WHAT YOU NEED TO DO:
Beginning with the line containing "point: scaffolding frame", give every line again exactly as it is, ending with the last line of the entries.

Data records
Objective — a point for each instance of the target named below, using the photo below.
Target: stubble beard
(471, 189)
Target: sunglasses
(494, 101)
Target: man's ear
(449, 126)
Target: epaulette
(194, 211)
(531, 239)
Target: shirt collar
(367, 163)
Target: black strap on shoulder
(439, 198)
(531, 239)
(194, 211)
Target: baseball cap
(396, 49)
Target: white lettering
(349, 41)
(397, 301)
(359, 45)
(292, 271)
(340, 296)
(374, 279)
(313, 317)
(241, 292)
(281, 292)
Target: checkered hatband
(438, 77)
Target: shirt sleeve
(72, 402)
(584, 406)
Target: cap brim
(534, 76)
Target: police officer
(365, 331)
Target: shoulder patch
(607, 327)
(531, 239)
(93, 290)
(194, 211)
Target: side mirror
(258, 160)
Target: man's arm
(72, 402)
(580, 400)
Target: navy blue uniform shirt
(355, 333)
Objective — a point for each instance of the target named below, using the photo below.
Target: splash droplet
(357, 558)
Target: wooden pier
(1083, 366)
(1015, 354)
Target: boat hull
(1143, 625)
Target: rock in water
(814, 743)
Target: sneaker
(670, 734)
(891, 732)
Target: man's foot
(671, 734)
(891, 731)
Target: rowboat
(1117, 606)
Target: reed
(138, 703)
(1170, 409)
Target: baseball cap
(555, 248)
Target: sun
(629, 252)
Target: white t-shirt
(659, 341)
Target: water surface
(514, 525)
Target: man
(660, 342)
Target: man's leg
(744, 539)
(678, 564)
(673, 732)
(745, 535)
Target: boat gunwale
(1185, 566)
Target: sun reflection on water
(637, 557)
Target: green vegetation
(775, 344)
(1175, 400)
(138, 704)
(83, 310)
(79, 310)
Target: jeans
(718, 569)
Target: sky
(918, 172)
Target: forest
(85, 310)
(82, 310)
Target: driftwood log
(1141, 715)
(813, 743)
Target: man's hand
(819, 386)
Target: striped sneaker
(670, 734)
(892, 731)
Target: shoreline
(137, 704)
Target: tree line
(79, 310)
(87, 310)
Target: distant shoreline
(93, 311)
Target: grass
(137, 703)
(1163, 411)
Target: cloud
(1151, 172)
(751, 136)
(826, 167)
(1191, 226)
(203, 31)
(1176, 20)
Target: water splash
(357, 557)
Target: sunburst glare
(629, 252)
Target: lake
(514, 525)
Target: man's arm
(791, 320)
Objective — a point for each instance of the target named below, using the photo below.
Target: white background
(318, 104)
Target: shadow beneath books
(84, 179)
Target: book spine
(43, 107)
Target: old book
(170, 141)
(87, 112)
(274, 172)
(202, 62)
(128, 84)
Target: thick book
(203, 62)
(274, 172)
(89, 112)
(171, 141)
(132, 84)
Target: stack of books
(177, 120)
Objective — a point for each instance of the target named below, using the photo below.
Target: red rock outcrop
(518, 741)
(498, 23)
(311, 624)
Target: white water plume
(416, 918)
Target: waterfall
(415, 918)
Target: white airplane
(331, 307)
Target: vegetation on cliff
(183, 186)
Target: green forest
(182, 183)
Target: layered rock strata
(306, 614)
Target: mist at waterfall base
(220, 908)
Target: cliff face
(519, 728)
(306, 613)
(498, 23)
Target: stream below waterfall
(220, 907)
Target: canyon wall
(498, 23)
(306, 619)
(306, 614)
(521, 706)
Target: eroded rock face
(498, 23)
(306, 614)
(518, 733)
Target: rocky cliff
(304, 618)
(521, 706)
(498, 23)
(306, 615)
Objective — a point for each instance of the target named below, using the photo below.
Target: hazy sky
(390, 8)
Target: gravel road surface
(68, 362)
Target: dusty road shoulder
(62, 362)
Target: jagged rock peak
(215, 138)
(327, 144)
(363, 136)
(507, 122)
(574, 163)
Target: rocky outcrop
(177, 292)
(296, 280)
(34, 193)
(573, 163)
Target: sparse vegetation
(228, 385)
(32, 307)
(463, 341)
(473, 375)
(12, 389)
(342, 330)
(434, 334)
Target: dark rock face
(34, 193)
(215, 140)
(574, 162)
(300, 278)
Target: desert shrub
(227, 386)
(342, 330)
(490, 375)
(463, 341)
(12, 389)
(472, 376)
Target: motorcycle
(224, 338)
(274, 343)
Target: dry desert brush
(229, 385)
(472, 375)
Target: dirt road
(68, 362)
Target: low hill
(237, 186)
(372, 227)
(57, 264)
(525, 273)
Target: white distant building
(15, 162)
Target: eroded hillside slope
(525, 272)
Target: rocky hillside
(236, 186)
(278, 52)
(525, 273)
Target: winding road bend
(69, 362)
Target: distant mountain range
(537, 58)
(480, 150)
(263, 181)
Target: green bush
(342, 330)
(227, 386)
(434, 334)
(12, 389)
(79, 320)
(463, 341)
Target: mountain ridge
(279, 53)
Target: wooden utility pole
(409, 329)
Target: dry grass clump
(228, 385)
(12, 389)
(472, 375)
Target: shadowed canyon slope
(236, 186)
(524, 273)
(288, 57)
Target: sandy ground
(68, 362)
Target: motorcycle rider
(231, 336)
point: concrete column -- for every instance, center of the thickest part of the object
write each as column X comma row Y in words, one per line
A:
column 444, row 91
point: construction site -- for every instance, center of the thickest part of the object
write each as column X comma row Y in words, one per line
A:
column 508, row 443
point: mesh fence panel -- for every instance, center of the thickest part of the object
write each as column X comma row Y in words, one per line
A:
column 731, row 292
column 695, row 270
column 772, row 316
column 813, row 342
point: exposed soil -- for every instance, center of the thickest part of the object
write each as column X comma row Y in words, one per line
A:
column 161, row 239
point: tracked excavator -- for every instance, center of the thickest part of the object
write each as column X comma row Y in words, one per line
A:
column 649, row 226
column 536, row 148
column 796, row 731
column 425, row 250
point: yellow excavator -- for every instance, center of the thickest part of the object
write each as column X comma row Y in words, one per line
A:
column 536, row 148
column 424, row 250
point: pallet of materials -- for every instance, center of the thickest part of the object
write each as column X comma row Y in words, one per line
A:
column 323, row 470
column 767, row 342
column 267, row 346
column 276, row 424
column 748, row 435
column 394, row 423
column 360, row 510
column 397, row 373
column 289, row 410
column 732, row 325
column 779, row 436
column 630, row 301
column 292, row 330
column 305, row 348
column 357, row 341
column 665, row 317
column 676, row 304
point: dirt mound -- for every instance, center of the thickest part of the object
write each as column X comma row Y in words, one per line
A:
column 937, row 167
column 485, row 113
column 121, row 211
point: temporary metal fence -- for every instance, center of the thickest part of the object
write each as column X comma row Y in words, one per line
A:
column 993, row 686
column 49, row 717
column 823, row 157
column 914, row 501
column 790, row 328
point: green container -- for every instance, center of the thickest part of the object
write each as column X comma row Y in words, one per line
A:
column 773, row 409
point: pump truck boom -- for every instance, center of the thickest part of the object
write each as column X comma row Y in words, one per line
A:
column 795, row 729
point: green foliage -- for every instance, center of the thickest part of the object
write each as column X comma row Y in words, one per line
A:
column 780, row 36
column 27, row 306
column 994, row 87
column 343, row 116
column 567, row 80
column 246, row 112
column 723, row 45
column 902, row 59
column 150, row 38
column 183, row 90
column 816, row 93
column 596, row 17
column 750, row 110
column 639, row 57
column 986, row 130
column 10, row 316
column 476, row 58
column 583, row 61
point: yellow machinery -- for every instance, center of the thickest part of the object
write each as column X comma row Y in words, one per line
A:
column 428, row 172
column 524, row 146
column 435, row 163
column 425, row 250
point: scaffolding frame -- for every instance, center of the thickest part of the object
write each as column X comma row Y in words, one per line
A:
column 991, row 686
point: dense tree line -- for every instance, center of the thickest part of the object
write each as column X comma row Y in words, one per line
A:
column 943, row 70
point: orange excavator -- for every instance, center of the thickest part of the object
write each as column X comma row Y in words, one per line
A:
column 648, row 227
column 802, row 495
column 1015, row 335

TASK RESPONSE:
point: scaffolding frame -- for every instance, center of the thickest part of the object
write each as column X comma row Y in words, one per line
A:
column 991, row 686
point: dense tree line -- for every instance, center of the thickest part of the object
write each as column X comma row Y in words, one per line
A:
column 943, row 70
point: orange excavator -- for every instance, center of the thickest part of the object
write each as column X comma row Y in words, one per line
A:
column 648, row 227
column 802, row 495
column 1015, row 335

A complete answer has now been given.